- [O que fazer]
[1] No trecho fornecido sobre casamentos homoafetivos e uniões poliafetivas, em que cidade atua a tabeliã Claudia do Nascimento Rodrigues?
[2] Traduza para o inglês esta frase do trecho fornecido: "Ela lavrou uma “escritura pública declaratória de união estável poliafetiva”, a pedido de um homem e duas mulheres."
[3] Reproduza do trecho fornecido a parte que começa em "No que se refere" e termina em "jurídico aos declarantes.".

- [Trecho fornecido]
══════════

De lá para cá, e ao longo deste ano, não pararam de chegar notícias de registros de casamentos civis homoafetivos. Na Bahia, por exemplo, desde dia 26 de novembro de 2012, casais do mesmo sexo podem se casar em qualquer cartório do estado. Para tanto, provimento solicitando a adequação dos cartórios foi assinado pela desembargadora Ivete Caldas, corregedora-geral da Justiça e o desembargador Antônio Pessoa Cardoso, corregedor das comarcas do interior do estado da Bahia.
No que se refere à formação dessas novas famílias, provavelmente, os próximos anos prometem muita discussão e polêmica com as constituições familiares poliafetivas. Quem trouxe a questão para os meios jurídicos e para a mídia foi a tabeliã Claudia do Nascimento Rodrigues, paulistana que atua na cidade de Tupã, no interior de São Paulo. Ela lavrou uma “escritura pública declaratória de união estável poliafetiva”, a pedido de um homem e duas mulheres. Nela, foram estipuladas cláusulas para pensão, comunhão de bens e separação, oferecendo certo amparo jurídico aos declarantes.

══════════

- [Dados de entrada]
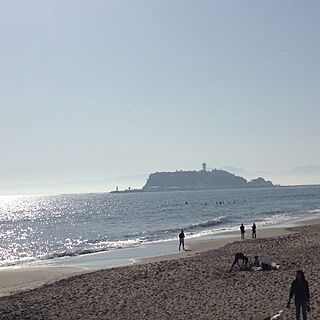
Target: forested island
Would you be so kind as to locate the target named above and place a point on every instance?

══════════

- [Respostas fornecidas]
[1] Em Tupã, no interior de São Paulo.

[2] She drew up a "public declaratory deed of polyaffective stable union" at the request of one man and two women.

[3]
No que se refere à formação dessas novas famílias, provavelmente, os próximos anos prometem muita discussão e polêmica com as constituições familiares poliafetivas. Quem trouxe a questão para os meios jurídicos e para a mídia foi a tabeliã Claudia do Nascimento Rodrigues, paulistana que atua na cidade de Tupã, no interior de São Paulo. Ela lavrou uma “escritura pública declaratória de união estável poliafetiva”, a pedido de um homem e duas mulheres. Nela, foram estipuladas cláusulas para pensão, comunhão de bens e separação, oferecendo certo amparo jurídico aos declarantes.